> [WHAT YOU HAVE TO DO] Pull out each line below that contains the string "window", and reproduce every such line in full.
## BEGIN SUPPLIED ENTRIES
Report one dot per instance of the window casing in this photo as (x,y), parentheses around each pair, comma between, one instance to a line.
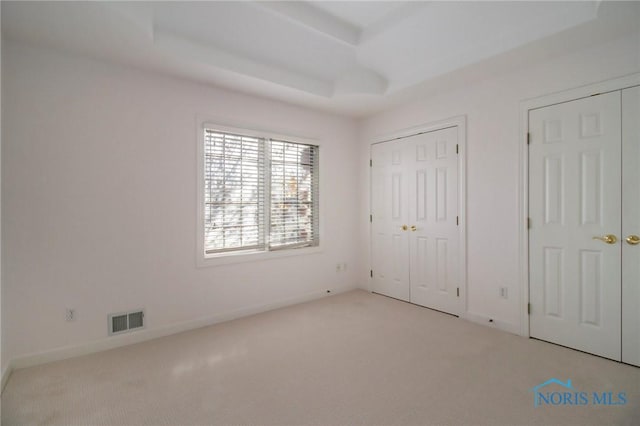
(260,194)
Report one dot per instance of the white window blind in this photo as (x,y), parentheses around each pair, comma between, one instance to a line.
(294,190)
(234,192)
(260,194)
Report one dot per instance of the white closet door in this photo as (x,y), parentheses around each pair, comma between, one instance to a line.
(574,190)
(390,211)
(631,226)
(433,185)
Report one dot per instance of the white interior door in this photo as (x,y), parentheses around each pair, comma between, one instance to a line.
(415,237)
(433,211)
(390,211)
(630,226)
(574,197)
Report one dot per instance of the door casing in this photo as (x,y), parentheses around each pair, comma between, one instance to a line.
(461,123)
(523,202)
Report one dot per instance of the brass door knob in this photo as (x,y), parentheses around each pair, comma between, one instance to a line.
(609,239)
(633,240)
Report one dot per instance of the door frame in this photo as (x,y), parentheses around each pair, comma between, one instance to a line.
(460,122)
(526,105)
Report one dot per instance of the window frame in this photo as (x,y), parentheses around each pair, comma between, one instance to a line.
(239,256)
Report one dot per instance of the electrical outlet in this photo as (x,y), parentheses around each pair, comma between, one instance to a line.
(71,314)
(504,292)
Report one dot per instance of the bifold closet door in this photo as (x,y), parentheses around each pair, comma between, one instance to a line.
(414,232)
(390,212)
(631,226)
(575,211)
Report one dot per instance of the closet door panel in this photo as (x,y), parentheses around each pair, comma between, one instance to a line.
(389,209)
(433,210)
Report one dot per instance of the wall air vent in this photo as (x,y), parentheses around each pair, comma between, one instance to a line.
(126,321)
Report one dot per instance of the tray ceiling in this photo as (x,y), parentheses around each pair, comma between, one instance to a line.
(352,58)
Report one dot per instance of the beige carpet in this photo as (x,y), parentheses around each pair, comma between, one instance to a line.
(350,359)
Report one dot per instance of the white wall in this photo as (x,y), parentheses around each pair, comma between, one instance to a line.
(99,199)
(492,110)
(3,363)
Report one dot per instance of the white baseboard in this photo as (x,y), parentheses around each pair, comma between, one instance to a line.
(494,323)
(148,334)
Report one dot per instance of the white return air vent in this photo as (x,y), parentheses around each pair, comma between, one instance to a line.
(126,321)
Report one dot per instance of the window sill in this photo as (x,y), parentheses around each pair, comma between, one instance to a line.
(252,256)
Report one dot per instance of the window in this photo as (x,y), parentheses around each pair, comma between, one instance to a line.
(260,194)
## END SUPPLIED ENTRIES
## BEGIN SUPPLIED ENTRIES
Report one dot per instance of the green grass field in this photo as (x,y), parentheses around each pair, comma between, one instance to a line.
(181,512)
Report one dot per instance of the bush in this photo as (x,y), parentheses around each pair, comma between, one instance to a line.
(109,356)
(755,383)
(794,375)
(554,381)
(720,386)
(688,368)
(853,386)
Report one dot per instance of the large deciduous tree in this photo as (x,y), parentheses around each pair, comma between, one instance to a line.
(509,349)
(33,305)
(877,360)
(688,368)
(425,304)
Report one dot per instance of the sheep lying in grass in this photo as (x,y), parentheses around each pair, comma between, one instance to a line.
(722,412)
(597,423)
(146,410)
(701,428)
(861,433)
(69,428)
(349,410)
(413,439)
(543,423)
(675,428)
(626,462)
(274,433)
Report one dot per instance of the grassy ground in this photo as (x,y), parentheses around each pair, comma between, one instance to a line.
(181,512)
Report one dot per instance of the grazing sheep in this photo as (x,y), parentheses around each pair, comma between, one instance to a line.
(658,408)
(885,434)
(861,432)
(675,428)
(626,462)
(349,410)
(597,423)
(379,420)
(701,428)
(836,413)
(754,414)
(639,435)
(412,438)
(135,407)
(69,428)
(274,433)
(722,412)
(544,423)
## END SUPPLIED ENTRIES
## BEGIN SUPPLIED ENTRIES
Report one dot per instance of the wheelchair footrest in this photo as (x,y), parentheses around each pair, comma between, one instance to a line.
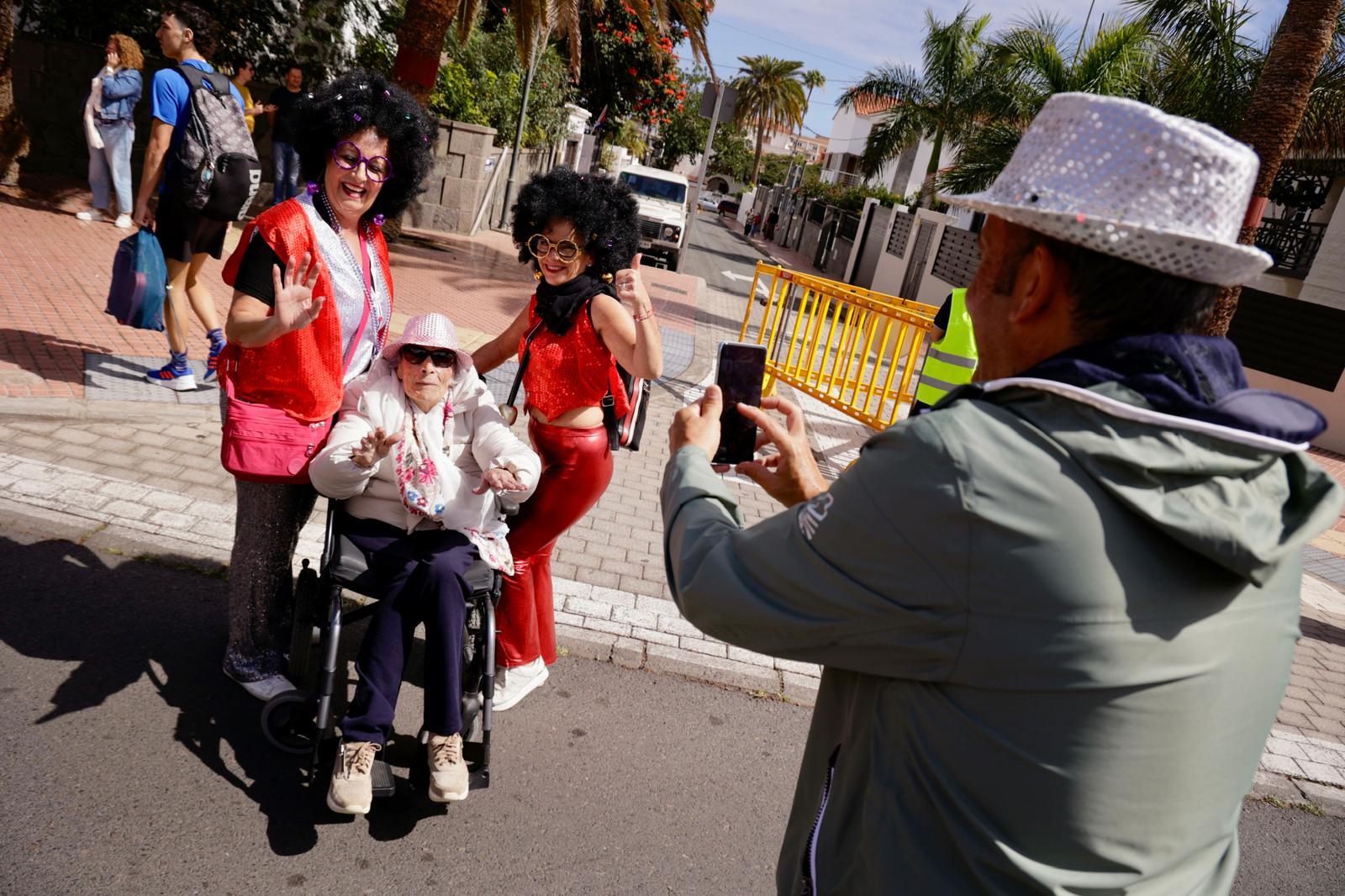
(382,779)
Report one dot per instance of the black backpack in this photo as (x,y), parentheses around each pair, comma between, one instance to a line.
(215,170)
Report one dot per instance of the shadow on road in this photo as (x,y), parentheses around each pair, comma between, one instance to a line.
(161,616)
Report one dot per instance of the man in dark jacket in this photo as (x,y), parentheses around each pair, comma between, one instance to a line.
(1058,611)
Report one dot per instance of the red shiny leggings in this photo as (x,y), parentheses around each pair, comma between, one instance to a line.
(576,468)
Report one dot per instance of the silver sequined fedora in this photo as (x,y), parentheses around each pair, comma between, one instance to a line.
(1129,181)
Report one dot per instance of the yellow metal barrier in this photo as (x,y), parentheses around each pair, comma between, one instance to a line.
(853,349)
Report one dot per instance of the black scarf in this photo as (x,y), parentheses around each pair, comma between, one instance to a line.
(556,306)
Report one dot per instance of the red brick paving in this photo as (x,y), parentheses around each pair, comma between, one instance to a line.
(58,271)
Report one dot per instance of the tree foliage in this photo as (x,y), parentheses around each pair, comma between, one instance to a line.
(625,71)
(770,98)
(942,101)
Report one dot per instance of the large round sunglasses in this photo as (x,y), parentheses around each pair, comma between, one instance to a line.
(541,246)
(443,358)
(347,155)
## END SUPPLIED ENTRIES
> [RESPONSE]
Report one dot per instance of the window casing in this photo as (x,y), parentheses around each pair, comma between, one instance to a line.
Report one dot per instance of the white window blind in this photo as (x,y), parentheses around each pair, comma between, one instance to a line.
Report one dot per instance of the window frame in this photo as (x,y), parentheses around each pair, comma between, one instance to a line.
Report one dot per instance of the window sill in this photo as (x,y), parentheses around each pair, comma between, one instance to a line.
Report one dot per instance of the window in this photo as (x,y), parentheses around each pair, comma between, one instance to a line.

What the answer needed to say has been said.